**EXERCISE INSTRUCTIONS**
(a) Copy the endurance text below, beginning at the words "When these men" and stopping after "in these pages.", and switch "disbelief" to "amazement".
(b) In the endurance text below, what milestone does Brunswick Group mark in 2017?

*** PAGE TEXT

Brunswick CEO Susan Gilchrist says, "Survival and success are no accident: they require planning"
No sport in the world has grown faster in recent decades than triathlon, and fueling that explosion have been business executives.
When these men and women talk about triathlon, it is often with a note of disbelief. The accomplishment at first did not seem possible. Many admit that their doubt persisted through months of training, through every mile of the event itself, vanishing only on the other side of the finish line.
Is it any wonder the experience is appealing to corporate leaders? To outsiders, business triumphs may appear inevitable. But privately, many executives acknowledge that the threat of failure haunted them at every step. Did they prevail because of rare talent and intelligence? Or are winners also distinguished by an ability to endure?
“Grit is the thing that matters,” Andrew Messick, Chief Executive of World Triathlon, owner of the Ironman brand, argues in these pages.
In this Brunswick Review, a chorus of esteemed voices sings the praises of endurance. Silicon Valley leaders embrace and preach the ancient grit-loving philosophy of Stoicism. Prominent French psychiatrist Boris Cyrulnik, a Holocaust survivor and scholar of resilience, offers companies tips on how to thrive amid adversity. Facebook executive Craig Mullaney – a battle-tested former US Army Ranger – argues that top executives shouldn’t obsess about “going viral.” His recommendation for social media success: slow and steady.
If launching a company sounds like an endurance event, imagine doing it while performing as a world-class professional football player – an achievement Mathieu Flamini describes in this edition.
Brunswick’s own Scott Durant recounts how he managed to persevere as a rower even after his primary training partner – his twin brother – fell victim to a career-ending injury. Scott’s reward: an Olympic gold medal.
True to her unusual title, Virgin Sport’s Chief Exercise Officer Mary Wittenberg says strenuous exercise is more than just a metaphor for endurance. “Being fit makes a huge difference in your endurance and resilience in the workplace,” says Wittenberg, herself a former elite marathoner.
It’s no accident that Brunswick Group is thinking about endurance: 2017 marks the firm’s 30th year. For us, the occasion primarily represents an opportunity to thank our clients for the privilege of helping them endure every manner of challenge in pursuit of their goals.

******
*** RECORD EXTRACTS

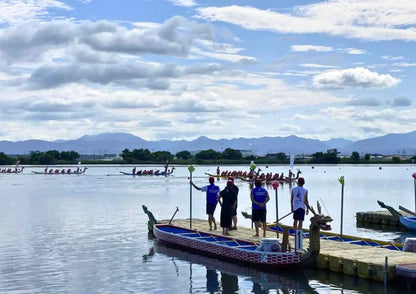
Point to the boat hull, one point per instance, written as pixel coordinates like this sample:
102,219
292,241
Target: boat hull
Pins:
235,250
409,222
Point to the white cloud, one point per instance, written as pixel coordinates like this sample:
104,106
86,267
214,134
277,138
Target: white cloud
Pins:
186,3
15,11
359,19
306,48
314,65
354,77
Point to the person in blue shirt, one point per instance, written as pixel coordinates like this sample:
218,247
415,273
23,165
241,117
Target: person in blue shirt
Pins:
259,198
212,192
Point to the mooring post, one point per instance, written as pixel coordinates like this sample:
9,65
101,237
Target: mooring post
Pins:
342,181
191,170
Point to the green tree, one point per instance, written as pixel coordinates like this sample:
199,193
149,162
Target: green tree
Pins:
355,156
47,158
208,154
69,155
230,153
281,156
4,159
395,159
185,155
161,156
141,154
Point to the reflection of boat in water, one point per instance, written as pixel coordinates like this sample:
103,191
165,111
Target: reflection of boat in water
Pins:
148,173
407,221
61,172
230,272
233,249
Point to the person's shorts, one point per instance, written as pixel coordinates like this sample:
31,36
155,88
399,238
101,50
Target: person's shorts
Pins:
299,214
211,208
259,215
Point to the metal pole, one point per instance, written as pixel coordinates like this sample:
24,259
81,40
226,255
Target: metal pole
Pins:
386,270
342,181
277,215
191,170
414,175
190,201
342,207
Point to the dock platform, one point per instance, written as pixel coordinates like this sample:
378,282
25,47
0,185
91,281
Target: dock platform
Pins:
382,217
362,261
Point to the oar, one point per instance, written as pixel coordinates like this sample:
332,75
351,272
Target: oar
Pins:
284,216
275,186
177,209
342,182
414,179
407,210
191,170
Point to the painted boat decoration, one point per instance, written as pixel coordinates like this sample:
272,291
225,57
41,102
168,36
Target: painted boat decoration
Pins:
344,238
409,222
266,254
61,172
147,174
267,280
12,171
236,250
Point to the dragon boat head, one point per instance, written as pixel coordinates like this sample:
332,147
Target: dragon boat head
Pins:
321,220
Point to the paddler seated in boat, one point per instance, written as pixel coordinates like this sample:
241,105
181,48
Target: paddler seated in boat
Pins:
298,203
212,192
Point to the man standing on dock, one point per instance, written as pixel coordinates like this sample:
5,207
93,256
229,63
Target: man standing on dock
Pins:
212,193
235,190
228,201
259,198
298,202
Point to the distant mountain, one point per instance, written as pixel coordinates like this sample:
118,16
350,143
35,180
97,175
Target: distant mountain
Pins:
117,142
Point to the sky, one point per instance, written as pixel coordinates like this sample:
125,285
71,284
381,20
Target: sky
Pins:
180,69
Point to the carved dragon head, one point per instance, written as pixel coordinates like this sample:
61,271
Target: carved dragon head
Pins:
320,220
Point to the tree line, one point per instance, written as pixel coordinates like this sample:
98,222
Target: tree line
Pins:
209,156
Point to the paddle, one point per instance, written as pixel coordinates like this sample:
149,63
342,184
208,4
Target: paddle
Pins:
414,179
177,209
342,182
275,185
191,170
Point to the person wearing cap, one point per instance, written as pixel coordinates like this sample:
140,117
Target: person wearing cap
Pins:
235,189
212,191
259,197
298,202
228,201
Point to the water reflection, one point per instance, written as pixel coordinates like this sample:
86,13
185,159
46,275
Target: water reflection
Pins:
226,277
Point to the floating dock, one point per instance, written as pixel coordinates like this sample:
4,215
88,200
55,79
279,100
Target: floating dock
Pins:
372,263
382,217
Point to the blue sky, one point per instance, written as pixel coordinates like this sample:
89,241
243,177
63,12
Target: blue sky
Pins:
180,69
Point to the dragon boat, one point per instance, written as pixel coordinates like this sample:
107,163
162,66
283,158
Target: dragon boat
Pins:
147,174
270,255
61,172
407,221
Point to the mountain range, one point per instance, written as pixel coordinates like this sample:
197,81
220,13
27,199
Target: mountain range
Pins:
115,143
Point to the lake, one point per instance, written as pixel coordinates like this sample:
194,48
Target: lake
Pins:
88,233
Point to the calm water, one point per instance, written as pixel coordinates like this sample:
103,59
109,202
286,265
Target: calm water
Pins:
88,233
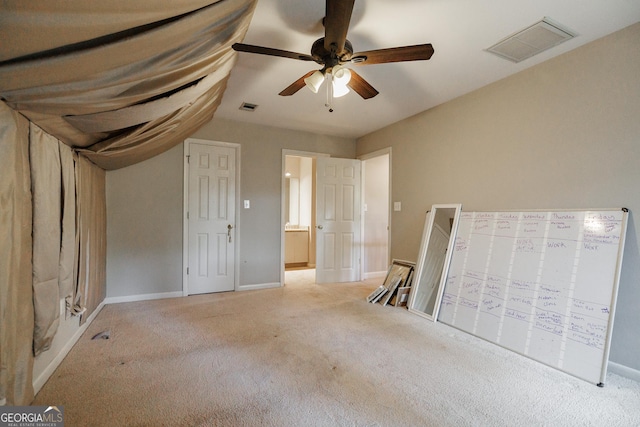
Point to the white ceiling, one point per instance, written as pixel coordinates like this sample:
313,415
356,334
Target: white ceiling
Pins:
460,31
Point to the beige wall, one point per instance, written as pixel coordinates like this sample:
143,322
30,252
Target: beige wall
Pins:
563,134
144,209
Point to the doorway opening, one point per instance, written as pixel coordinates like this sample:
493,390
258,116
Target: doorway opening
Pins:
299,213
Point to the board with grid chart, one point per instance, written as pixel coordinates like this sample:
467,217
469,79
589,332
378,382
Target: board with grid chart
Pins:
542,284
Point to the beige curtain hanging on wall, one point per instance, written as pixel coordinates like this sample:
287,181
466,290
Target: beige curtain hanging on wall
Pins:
130,85
118,82
16,292
68,226
92,236
46,184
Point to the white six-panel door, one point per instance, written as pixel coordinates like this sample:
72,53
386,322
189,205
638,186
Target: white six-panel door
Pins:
211,218
338,218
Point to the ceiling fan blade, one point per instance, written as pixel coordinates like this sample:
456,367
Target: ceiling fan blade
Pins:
296,86
336,23
241,47
361,86
418,52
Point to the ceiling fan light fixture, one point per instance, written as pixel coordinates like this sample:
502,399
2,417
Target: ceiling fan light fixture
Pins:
314,81
339,89
341,75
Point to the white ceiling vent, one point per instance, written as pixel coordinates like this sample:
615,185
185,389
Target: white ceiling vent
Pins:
532,40
246,106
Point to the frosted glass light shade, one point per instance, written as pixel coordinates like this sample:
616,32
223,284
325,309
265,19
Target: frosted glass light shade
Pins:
341,75
339,90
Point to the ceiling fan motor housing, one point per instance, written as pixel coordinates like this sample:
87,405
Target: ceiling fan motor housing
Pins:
329,58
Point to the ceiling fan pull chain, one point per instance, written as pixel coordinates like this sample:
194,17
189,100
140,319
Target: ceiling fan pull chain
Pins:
329,92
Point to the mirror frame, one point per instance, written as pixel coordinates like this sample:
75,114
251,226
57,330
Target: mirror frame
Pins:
426,237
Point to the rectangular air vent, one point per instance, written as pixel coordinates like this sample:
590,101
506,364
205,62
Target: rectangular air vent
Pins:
248,107
532,40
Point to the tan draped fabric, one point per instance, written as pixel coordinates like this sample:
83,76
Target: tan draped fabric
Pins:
123,85
68,225
92,236
46,184
16,295
105,85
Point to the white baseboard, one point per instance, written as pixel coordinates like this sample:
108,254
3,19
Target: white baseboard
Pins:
374,275
53,365
259,286
624,371
142,297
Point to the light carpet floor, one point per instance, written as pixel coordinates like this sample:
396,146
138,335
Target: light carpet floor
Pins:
311,355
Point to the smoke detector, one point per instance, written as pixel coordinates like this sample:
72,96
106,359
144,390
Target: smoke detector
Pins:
532,40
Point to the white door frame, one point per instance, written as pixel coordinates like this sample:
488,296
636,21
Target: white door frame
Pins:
185,208
287,152
364,157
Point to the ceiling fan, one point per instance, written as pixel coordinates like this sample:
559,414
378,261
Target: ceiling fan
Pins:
333,51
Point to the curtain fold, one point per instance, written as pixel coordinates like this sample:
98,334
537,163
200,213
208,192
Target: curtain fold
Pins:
68,226
16,292
92,236
46,187
121,82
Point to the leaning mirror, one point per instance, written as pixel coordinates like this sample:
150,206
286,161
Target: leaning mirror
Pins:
434,258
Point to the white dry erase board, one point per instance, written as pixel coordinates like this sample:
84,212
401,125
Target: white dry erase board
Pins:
543,284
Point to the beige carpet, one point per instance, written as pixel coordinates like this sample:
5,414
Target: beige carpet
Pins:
311,355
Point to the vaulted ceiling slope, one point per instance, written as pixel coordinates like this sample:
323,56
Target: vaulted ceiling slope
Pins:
117,80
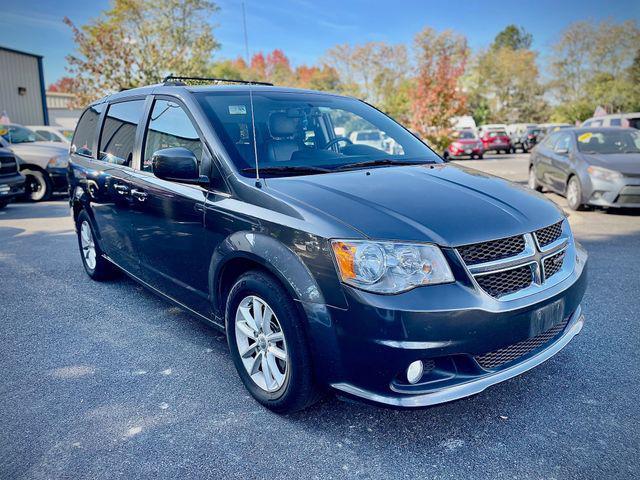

******

**ANSWERS TO EACH TASK**
(a)
When these men and women talk about triathlon, it is often with a note of amazement. The accomplishment at first did not seem possible. Many admit that their doubt persisted through months of training, through every mile of the event itself, vanishing only on the other side of the finish line.
Is it any wonder the experience is appealing to corporate leaders? To outsiders, business triumphs may appear inevitable. But privately, many executives acknowledge that the threat of failure haunted them at every step. Did they prevail because of rare talent and intelligence? Or are winners also distinguished by an ability to endure?
“Grit is the thing that matters,” Andrew Messick, Chief Executive of World Triathlon, owner of the Ironman brand, argues in these pages.

(b) 2017 marks the firm's 30th year.